[Entries from a point annotation set]
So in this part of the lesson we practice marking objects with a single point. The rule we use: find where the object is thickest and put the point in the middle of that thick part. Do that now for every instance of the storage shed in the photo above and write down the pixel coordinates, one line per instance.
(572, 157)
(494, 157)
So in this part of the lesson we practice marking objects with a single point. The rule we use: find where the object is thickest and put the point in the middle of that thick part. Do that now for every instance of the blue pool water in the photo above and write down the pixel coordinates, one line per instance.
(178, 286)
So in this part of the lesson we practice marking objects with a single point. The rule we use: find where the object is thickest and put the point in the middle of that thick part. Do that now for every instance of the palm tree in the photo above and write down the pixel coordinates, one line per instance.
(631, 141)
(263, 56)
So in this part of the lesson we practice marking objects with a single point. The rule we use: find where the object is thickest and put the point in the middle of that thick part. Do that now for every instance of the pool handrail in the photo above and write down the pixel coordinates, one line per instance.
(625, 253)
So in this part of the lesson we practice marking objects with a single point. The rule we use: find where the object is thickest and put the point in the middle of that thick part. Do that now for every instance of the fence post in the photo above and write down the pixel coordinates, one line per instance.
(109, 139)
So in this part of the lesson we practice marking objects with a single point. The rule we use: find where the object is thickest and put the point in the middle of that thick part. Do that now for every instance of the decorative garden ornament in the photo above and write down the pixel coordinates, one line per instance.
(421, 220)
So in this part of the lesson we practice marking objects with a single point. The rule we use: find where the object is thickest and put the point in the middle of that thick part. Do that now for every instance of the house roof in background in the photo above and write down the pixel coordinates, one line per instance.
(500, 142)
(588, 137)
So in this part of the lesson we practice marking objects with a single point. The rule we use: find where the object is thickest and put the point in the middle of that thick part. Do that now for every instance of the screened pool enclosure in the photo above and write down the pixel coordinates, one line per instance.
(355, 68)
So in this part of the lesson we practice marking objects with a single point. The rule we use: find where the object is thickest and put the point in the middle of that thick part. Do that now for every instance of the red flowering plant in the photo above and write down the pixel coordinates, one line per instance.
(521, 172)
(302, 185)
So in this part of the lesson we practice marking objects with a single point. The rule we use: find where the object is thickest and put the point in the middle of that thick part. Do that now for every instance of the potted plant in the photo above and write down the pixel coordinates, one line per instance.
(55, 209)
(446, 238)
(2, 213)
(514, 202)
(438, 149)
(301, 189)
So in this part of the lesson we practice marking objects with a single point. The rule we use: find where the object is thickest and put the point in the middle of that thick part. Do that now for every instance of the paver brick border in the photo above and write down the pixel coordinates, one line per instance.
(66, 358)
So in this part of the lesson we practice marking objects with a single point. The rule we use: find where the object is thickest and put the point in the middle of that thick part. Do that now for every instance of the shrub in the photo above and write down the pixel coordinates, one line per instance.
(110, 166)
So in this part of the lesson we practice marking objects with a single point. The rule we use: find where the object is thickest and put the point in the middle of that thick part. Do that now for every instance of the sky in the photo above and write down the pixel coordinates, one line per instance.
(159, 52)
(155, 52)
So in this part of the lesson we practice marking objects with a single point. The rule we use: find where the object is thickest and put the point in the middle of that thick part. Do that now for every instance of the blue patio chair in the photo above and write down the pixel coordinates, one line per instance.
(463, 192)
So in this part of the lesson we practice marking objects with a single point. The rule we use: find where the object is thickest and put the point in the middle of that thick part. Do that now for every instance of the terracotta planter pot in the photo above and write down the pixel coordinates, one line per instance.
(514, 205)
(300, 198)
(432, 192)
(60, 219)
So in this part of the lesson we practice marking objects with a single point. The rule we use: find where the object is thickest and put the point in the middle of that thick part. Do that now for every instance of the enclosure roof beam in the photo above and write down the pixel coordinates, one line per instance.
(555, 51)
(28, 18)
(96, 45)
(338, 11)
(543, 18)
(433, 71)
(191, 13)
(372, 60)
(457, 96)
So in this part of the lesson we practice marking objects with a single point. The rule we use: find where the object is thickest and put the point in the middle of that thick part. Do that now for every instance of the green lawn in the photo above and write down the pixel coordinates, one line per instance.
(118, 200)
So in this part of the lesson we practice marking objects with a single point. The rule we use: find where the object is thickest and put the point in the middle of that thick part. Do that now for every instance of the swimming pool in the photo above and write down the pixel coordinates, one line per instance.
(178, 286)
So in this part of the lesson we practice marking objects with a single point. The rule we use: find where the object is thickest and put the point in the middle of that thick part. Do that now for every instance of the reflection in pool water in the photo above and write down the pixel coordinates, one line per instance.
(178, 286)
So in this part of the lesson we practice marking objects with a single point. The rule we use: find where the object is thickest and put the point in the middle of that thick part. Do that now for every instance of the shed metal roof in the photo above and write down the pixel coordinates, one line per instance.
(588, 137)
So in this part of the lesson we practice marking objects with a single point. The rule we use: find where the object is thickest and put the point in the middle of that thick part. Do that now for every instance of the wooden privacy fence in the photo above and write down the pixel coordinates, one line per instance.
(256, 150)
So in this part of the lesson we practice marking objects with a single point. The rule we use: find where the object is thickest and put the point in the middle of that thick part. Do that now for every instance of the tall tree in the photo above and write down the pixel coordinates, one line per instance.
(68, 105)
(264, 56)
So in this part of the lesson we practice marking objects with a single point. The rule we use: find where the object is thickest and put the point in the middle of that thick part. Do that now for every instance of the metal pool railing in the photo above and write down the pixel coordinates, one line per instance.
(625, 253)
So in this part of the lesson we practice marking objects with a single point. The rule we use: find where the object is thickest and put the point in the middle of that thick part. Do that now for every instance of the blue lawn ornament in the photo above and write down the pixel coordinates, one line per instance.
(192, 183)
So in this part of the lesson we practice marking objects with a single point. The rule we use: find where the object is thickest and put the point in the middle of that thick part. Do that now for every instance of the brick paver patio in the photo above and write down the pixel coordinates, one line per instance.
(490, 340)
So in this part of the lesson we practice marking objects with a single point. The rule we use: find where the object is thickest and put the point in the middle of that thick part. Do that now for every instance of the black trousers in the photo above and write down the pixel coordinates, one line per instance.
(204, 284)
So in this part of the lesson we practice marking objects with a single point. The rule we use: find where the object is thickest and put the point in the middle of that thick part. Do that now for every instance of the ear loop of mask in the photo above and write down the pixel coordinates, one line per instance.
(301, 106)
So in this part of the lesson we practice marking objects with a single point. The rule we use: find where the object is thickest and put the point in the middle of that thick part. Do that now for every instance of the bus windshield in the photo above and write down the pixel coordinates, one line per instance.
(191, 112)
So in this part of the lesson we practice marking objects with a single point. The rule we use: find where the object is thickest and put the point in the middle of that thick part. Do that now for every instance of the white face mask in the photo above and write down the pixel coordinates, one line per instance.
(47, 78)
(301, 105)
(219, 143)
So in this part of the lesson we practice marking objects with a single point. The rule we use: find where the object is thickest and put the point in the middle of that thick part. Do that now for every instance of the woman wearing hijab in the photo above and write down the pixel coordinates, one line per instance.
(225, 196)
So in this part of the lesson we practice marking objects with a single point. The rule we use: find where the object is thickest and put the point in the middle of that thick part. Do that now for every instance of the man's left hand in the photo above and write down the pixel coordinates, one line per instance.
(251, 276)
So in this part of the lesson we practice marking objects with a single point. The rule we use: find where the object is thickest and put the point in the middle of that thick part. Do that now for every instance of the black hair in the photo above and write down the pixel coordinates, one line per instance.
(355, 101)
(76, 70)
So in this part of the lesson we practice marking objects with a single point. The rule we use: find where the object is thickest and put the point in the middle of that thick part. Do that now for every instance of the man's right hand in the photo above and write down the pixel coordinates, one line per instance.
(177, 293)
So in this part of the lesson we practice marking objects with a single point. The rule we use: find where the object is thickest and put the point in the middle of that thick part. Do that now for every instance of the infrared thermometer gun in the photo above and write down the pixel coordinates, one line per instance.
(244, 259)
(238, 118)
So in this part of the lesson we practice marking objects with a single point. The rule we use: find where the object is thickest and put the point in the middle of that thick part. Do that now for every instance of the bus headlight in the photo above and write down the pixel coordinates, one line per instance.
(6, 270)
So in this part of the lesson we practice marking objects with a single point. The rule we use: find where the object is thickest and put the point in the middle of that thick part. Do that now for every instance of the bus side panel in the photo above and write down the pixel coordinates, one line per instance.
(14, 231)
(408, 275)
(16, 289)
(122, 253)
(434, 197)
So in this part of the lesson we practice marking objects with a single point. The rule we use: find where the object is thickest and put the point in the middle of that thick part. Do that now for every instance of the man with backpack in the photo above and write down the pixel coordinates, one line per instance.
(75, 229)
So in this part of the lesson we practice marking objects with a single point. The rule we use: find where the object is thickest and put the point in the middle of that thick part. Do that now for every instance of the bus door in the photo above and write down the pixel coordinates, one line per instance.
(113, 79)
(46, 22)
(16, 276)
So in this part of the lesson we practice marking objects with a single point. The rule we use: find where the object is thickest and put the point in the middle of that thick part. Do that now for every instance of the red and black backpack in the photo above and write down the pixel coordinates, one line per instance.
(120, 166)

◆ **Exercise details**: For this exercise, please retype exactly the lines in the listing from the line with "of the infrared" through its last line, both ends included.

◆ **Answer in full**:
So in this part of the lesson we practice marking objects with a single point. The rule we use: find where the object is thickest and put the point in the middle of that thick part. Do that now for every instance of the infrared thermometer gun in the photo above and write down the pixel coordinates, one line per instance.
(244, 259)
(238, 118)
So in this part of the lesson we practice marking objects with a single point. The rule we use: find where the object is thickest and put the point in the middle of that thick part. Do that now for every instance of the bus headlight in the photo above and write down the pixel coordinates, one line per instance.
(6, 270)
So in this part of the lesson we practice marking objects with a single point. The rule we use: find where the object is thickest and put the point in the middle of that thick part. Do that now for every instance of the bus side panel in the photo above and write down the pixel coordinates, one line per instance.
(14, 231)
(408, 275)
(16, 289)
(122, 253)
(434, 197)
So in this part of the lesson we practice marking objects with a single point. The rule we use: find where the object is thickest and put the point in the middle of that thick part. Do that now for every instance of the man with backpack in the photo above and write down the pixel coordinates, one line per instance.
(75, 229)
So in this part of the lesson we practice marking objects with a single point. The rule we use: find where the object is thickest and put the point in the middle of that thick part. Do that now for every instance of the bus door in the photo above and write down the pixel coordinates, one line per instance.
(113, 79)
(46, 22)
(16, 276)
So in this part of the lesson we practice marking objects with a single point. The rule we use: find where the object is thickest and put the point in the middle of that thick part. Do that now for every instance of the red and black backpack in the photo above and write down the pixel coordinates, one line per instance.
(120, 166)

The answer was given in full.